- EXERCISE PROMPT: Please quote only the lines that start at the one with "of the utility" and go on to the last line of the data, both ends kept.
### EXERCISE MATERIALS
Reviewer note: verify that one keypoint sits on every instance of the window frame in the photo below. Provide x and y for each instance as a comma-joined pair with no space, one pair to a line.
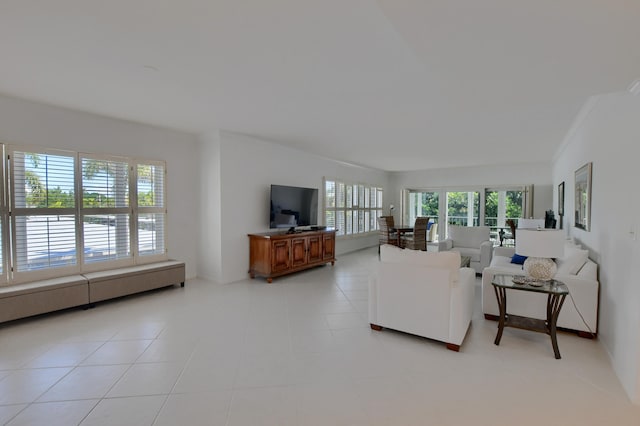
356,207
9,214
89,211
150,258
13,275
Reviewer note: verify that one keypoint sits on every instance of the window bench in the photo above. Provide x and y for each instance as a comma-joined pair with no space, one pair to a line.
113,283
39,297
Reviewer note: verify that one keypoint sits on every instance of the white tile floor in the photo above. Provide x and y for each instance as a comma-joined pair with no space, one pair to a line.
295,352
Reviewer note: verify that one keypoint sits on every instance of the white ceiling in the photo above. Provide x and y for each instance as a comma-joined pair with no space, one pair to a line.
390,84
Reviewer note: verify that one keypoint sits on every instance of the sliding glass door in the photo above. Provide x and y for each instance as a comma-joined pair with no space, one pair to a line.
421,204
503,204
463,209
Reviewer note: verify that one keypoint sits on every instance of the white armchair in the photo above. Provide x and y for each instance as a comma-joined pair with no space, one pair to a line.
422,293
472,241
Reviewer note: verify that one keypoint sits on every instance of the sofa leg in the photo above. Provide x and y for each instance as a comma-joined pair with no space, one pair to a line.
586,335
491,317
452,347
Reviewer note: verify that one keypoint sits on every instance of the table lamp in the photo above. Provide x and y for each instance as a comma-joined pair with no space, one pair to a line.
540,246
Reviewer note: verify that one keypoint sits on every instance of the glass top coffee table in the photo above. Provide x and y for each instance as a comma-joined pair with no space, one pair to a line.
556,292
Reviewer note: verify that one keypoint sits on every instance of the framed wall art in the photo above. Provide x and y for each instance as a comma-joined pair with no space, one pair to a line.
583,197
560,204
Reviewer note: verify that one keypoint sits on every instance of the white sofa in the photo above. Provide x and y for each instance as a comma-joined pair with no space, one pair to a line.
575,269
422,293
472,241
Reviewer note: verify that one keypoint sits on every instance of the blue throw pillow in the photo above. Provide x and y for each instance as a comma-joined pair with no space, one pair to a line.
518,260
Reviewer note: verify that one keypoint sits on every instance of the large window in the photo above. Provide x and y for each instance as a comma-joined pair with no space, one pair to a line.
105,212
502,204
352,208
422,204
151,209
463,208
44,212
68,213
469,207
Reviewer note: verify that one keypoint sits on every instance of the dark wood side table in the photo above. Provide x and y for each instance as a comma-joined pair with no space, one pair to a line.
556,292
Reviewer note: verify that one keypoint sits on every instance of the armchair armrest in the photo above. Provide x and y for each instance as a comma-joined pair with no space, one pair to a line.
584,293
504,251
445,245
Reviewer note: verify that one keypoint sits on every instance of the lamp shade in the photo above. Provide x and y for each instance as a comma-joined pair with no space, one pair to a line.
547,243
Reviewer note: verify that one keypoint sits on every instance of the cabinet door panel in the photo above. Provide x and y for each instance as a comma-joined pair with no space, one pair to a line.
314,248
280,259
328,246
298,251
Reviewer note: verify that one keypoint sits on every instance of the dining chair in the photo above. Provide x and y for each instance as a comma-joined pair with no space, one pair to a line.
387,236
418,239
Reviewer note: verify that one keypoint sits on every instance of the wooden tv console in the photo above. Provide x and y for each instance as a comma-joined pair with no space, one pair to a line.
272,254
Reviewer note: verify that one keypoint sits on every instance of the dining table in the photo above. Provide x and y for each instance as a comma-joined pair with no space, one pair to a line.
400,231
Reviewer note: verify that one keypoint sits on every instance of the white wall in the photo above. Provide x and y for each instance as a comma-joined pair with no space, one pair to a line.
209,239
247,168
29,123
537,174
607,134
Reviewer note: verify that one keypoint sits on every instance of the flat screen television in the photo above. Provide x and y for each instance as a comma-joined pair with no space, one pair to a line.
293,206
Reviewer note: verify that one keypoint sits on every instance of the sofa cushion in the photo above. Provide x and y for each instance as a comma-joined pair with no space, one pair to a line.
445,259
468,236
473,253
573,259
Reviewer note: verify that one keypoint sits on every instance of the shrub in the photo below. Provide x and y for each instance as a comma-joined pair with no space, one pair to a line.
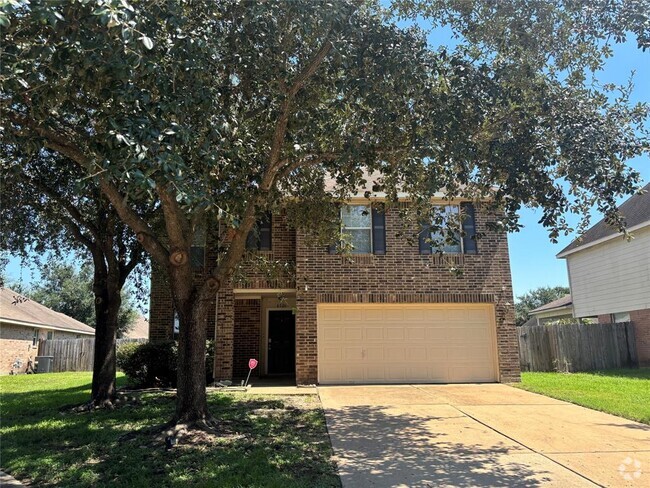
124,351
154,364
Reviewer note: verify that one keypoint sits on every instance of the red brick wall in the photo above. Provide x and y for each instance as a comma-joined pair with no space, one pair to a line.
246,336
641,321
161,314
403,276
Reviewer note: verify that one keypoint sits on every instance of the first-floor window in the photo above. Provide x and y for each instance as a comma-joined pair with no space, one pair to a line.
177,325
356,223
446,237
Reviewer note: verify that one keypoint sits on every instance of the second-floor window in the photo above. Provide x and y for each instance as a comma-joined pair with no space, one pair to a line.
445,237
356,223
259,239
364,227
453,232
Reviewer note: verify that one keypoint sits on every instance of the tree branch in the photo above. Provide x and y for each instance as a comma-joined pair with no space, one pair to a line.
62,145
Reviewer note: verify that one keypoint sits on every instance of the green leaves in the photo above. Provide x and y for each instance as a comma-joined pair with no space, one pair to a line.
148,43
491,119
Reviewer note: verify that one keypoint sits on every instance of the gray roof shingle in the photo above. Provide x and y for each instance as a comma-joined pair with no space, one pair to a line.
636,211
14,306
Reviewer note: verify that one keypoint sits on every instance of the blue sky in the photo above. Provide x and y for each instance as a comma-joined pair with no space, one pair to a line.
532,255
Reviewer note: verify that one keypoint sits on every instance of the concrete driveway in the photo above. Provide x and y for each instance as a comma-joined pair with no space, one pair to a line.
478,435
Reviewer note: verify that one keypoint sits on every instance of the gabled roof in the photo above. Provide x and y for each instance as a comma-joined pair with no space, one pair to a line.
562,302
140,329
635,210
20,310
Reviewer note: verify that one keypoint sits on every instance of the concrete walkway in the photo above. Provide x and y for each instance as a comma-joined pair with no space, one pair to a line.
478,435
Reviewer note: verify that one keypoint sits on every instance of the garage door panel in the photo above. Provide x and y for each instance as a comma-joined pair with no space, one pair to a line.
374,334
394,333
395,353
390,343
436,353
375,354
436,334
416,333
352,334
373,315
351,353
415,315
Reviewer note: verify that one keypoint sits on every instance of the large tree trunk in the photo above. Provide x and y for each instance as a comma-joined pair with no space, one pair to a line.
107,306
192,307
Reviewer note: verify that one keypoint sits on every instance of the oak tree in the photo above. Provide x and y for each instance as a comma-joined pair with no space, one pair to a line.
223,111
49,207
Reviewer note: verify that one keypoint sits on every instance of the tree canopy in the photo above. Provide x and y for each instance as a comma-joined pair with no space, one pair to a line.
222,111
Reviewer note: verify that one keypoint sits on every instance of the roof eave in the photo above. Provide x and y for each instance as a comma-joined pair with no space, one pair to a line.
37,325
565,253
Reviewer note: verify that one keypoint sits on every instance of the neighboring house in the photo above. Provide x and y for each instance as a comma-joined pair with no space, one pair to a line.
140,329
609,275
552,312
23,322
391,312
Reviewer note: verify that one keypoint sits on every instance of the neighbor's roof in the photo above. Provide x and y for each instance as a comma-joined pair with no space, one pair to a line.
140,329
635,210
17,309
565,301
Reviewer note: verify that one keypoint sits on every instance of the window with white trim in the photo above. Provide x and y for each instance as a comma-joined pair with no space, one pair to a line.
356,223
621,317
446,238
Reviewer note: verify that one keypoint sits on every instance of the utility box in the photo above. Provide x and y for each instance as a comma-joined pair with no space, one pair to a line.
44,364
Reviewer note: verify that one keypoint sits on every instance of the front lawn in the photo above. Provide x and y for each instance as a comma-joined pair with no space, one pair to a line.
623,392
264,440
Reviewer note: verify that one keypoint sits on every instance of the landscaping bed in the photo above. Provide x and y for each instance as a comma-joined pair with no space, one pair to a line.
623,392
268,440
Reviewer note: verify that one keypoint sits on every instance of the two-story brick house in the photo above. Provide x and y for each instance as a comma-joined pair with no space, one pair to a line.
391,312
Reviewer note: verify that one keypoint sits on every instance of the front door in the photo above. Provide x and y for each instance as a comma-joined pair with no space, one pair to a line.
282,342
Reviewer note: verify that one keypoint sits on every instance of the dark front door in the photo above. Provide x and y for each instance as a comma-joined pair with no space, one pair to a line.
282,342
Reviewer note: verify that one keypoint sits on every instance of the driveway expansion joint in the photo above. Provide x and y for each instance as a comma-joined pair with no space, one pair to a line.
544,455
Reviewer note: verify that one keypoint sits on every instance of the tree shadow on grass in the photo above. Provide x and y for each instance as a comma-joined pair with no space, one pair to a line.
######
- ANSWER BELOW:
Reviewer note: verify that one keypoint sits on every instance of the utility box in the photo above. Provide x and y for each instance as a comma-joined pair with no space, one pair to a line.
44,364
Reviewer note: verify that one keypoint sits on every instance of the front lawn in the photo above. Provide x and y for each instance as a comma-joined pair with no space, one pair to a line.
623,392
264,440
Reviewer note: verify that one keypoint sits on every instance of the landscaping bed in the photo above. Provide x and y for each instance as a comma-joined pair with no space, one pair to a line.
623,392
268,440
Reviewer note: verify that one keypoint sits on every instance of the two-story brick house in the photo above. Provide x and y for each instance as a comma-joined pair with no space, one pair to a line.
391,312
Reviewer note: verify that one keypoint sits on every instance of the front door in the photo above. Provide x and y for each instance as a comma-joined pair with no space, one pair to a line.
282,342
Reviewer note: verify that one keypoint sits on every instance of the dark front door in the photo above. Provide x and y for each instance as a comma-joined pair with no space, one pair to a line.
282,342
Reviewer note: verify that one keypoint sits on every instance of the driveway expansion joint in the photo above. Provide x and y for each instance as a comma-joined pair with no space, one pair to a line.
544,455
Reviewer note: verify that one keypoint sits on every instance of the tree shadow on grass in the photo above. Provide x and y for each instance as a comma-joined pair with no space, one pair to a line.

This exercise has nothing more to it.